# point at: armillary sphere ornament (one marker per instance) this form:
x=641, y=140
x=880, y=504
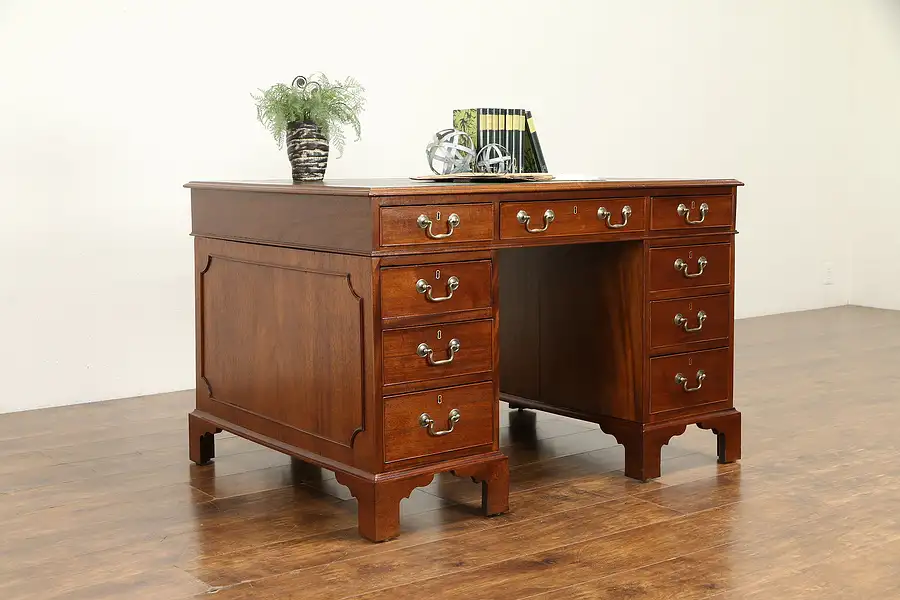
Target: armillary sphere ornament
x=494, y=158
x=451, y=151
x=304, y=83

━━━━━━━━━━━━━━━━━━━━

**About this exercise:** Without copying any images, transcribe the records exactly as they stand.

**Output of the task:**
# point at: armillary sphere ornament (one marker per instance) this form:
x=641, y=140
x=880, y=504
Target: armillary sphere ornament
x=494, y=158
x=451, y=151
x=304, y=83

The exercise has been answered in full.